-- START OF Dataset records --
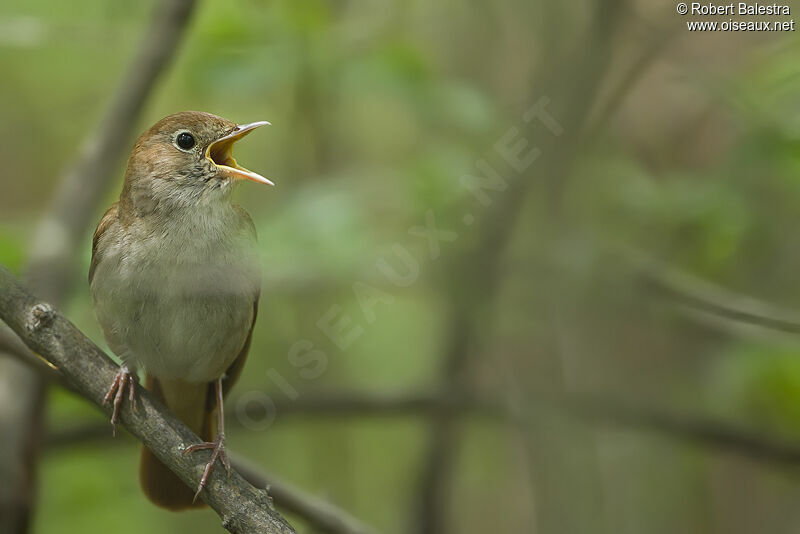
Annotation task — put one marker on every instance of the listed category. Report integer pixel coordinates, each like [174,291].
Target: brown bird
[175,282]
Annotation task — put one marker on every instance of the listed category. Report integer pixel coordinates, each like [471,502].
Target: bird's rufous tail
[191,404]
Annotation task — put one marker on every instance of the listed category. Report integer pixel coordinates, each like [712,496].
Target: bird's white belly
[184,315]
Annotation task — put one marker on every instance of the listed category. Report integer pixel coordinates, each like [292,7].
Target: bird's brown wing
[108,218]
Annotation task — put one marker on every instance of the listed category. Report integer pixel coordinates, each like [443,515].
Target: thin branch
[243,508]
[594,409]
[708,298]
[320,514]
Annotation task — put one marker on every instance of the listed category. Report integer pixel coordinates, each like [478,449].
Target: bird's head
[186,160]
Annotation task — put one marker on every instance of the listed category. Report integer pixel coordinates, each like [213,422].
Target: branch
[320,514]
[317,512]
[243,508]
[50,265]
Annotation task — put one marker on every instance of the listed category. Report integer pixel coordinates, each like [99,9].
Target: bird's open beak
[220,154]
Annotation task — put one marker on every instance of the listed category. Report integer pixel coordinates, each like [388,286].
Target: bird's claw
[217,452]
[123,379]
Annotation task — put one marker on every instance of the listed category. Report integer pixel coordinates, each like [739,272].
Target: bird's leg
[217,446]
[125,378]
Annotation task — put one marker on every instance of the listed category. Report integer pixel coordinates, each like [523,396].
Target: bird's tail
[192,404]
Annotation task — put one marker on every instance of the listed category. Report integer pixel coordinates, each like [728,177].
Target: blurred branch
[479,266]
[703,296]
[243,508]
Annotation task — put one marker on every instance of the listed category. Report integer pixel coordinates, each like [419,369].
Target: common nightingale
[175,282]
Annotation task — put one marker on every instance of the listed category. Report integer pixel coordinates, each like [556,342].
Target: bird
[175,284]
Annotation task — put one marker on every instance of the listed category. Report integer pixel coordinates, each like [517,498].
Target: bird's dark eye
[185,140]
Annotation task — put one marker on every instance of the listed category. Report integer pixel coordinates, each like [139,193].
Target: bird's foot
[217,452]
[123,379]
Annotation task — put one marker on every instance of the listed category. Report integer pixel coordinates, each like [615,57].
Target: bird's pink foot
[217,452]
[123,379]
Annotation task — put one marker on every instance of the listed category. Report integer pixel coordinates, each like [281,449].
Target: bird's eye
[185,140]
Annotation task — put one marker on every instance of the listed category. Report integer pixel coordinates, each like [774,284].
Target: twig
[320,514]
[243,508]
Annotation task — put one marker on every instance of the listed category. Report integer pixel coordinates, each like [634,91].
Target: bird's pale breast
[180,303]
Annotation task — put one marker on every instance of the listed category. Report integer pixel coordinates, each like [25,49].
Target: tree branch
[243,508]
[320,514]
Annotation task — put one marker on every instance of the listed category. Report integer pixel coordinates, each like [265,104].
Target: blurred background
[530,267]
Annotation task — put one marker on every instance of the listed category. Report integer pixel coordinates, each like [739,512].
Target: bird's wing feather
[105,223]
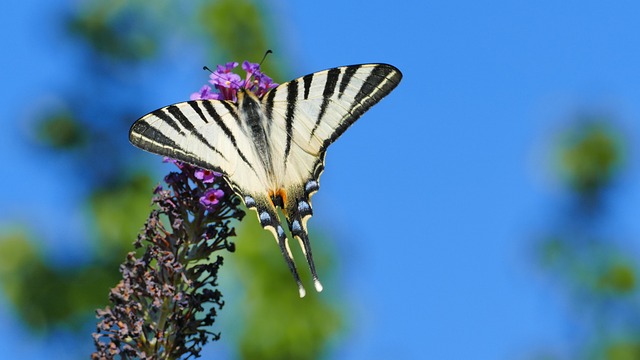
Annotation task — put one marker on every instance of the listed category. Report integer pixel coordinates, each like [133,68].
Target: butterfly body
[271,149]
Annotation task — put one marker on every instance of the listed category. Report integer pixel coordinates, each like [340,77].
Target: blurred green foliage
[590,157]
[276,323]
[596,271]
[115,38]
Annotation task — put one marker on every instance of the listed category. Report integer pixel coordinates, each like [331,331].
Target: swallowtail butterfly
[271,150]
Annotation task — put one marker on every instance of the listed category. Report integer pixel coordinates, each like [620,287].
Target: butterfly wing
[307,115]
[205,133]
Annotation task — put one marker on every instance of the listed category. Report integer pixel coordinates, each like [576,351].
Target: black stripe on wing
[379,83]
[292,97]
[329,89]
[218,119]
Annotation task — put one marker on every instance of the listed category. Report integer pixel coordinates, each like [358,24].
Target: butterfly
[270,149]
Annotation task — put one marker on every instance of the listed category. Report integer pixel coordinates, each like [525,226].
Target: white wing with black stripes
[271,150]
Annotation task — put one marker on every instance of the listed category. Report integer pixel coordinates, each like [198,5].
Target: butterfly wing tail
[298,213]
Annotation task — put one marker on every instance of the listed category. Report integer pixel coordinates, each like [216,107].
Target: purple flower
[226,80]
[211,198]
[226,68]
[177,163]
[250,68]
[206,176]
[205,93]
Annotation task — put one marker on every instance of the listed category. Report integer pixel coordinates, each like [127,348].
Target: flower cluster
[227,82]
[167,299]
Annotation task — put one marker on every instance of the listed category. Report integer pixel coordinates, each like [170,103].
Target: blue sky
[435,196]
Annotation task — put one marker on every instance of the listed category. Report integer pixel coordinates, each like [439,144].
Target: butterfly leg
[269,220]
[297,215]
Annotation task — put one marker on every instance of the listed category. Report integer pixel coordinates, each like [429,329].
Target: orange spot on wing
[278,198]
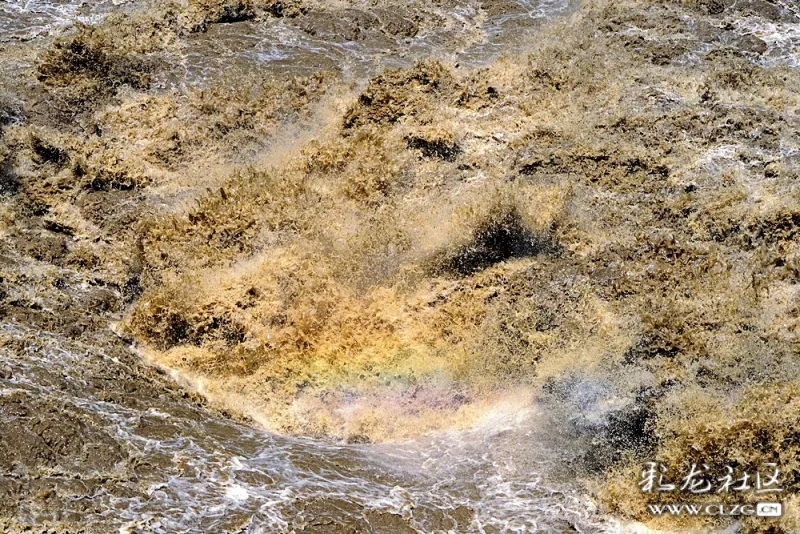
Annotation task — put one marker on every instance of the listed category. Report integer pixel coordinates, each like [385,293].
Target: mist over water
[226,230]
[173,466]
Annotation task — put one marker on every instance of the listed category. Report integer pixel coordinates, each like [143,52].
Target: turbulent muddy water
[117,447]
[469,263]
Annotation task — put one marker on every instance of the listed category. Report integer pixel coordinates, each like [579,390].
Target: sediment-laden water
[392,267]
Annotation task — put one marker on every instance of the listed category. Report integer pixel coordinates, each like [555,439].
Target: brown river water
[94,439]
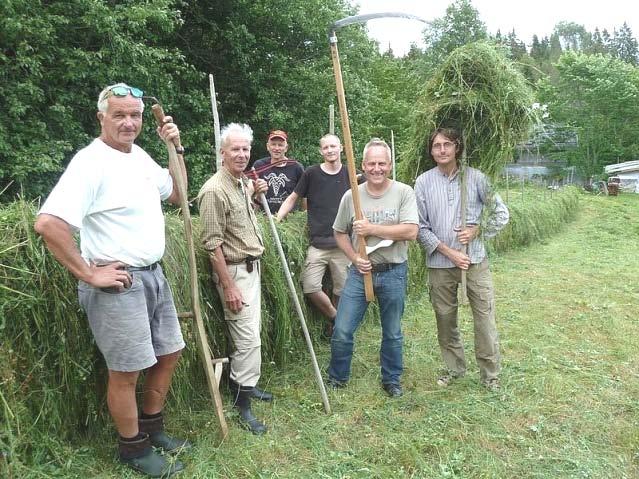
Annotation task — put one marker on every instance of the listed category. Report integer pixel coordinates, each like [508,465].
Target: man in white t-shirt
[111,192]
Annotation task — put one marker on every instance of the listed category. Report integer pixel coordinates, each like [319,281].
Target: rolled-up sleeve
[497,218]
[425,235]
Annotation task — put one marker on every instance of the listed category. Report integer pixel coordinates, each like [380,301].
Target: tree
[598,45]
[516,46]
[460,25]
[597,96]
[625,45]
[53,65]
[573,36]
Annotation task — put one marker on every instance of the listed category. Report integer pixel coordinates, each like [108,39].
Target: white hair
[240,129]
[377,142]
[103,97]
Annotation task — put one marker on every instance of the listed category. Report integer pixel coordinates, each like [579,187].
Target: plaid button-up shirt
[228,219]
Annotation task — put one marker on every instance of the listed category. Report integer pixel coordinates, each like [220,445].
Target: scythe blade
[370,16]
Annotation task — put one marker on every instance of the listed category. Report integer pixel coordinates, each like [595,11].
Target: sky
[527,17]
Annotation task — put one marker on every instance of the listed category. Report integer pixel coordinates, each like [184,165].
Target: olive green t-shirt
[397,205]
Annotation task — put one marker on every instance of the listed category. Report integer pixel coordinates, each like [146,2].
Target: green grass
[567,315]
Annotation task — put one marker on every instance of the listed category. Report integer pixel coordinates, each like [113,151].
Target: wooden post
[350,157]
[177,166]
[216,124]
[296,301]
[331,119]
[393,155]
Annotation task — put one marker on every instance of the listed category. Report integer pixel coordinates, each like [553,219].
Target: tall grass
[52,378]
[536,216]
[478,91]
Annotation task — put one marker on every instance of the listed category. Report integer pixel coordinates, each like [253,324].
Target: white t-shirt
[114,199]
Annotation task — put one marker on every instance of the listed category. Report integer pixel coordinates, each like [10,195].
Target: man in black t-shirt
[283,173]
[323,187]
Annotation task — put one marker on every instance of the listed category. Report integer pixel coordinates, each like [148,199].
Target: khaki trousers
[244,327]
[443,296]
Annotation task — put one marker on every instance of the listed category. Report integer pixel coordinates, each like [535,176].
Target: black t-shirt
[281,181]
[323,193]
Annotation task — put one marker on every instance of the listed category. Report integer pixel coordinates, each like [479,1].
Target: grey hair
[377,142]
[330,135]
[103,97]
[240,129]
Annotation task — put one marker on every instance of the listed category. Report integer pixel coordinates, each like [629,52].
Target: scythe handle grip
[158,113]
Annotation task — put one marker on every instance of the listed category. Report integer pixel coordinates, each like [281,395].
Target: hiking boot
[262,395]
[140,456]
[154,427]
[445,379]
[334,384]
[492,384]
[393,390]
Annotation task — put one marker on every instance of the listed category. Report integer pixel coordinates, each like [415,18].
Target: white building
[628,174]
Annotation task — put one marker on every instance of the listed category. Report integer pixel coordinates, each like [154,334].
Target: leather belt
[249,260]
[381,267]
[150,267]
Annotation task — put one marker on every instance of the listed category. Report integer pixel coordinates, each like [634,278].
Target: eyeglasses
[447,145]
[122,91]
[125,90]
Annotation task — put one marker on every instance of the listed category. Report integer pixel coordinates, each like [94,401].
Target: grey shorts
[133,327]
[317,260]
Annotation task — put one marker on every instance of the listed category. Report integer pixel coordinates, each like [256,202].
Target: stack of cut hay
[478,91]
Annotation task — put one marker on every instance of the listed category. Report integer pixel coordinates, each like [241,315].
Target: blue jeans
[390,290]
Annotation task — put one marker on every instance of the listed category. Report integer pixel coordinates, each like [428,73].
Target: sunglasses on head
[126,90]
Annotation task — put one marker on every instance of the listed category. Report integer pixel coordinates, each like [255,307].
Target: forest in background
[272,69]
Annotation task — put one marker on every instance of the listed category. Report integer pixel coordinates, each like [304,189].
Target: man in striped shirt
[451,249]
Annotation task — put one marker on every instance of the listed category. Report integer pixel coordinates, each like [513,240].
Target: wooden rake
[212,367]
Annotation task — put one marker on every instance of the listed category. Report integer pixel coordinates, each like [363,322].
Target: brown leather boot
[154,427]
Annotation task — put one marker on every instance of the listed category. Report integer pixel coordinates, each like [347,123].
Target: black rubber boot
[154,427]
[242,401]
[262,395]
[139,455]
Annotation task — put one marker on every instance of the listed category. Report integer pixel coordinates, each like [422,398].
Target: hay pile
[479,91]
[52,377]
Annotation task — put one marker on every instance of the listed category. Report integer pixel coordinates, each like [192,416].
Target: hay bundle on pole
[478,91]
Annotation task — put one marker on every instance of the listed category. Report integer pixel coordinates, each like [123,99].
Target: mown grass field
[568,314]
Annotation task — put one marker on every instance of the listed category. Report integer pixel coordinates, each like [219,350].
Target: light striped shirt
[228,219]
[439,207]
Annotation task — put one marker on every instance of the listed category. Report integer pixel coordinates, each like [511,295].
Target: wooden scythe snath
[212,367]
[346,129]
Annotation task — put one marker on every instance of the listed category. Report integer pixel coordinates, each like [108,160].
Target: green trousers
[443,284]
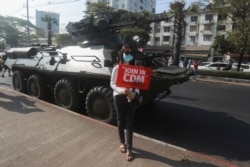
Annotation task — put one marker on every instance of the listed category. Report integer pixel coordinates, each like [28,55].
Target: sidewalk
[34,133]
[223,80]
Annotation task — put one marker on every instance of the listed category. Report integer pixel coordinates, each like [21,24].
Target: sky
[69,10]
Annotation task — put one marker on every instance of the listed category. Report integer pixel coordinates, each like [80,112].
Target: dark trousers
[125,117]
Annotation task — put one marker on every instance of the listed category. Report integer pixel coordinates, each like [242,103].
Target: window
[221,28]
[207,38]
[222,17]
[192,38]
[207,27]
[157,39]
[194,19]
[166,38]
[208,17]
[157,29]
[167,29]
[193,28]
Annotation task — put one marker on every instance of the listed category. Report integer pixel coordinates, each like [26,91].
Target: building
[130,5]
[43,25]
[200,32]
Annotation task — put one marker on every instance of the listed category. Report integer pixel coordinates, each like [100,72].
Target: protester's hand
[127,91]
[131,96]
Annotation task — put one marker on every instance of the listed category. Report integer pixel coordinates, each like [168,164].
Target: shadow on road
[142,154]
[195,129]
[19,104]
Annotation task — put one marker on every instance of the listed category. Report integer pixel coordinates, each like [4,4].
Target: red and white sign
[133,77]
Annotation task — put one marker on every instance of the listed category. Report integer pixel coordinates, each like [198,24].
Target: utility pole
[28,26]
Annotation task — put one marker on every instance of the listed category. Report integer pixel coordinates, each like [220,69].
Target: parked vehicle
[218,66]
[243,67]
[79,75]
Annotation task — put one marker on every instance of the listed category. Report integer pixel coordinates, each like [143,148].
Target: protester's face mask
[127,56]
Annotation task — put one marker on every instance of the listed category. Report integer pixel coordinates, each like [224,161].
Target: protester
[195,68]
[5,67]
[124,105]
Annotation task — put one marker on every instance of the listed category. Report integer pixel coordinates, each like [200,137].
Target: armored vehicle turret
[79,76]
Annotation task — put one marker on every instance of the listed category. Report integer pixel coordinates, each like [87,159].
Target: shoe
[123,148]
[129,156]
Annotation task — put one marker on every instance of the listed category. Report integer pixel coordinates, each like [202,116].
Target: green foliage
[142,34]
[49,20]
[177,12]
[98,9]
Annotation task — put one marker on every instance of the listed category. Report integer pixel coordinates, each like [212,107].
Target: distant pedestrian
[189,63]
[195,68]
[5,67]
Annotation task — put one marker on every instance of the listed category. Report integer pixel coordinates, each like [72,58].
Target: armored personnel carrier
[79,76]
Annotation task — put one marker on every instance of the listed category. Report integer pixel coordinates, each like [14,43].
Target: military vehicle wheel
[18,82]
[35,87]
[99,104]
[65,95]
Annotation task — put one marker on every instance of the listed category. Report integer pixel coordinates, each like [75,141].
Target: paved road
[198,123]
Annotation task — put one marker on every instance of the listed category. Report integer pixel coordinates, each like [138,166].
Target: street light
[28,27]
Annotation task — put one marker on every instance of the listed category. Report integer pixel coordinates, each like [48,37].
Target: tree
[239,12]
[177,12]
[49,20]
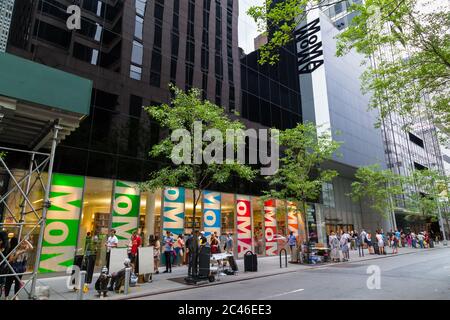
-- END OF Dataset records --
To be done: Extract every line of the records above that contains the word "head".

Complete output:
Target: bird's head
Target: sunglasses on head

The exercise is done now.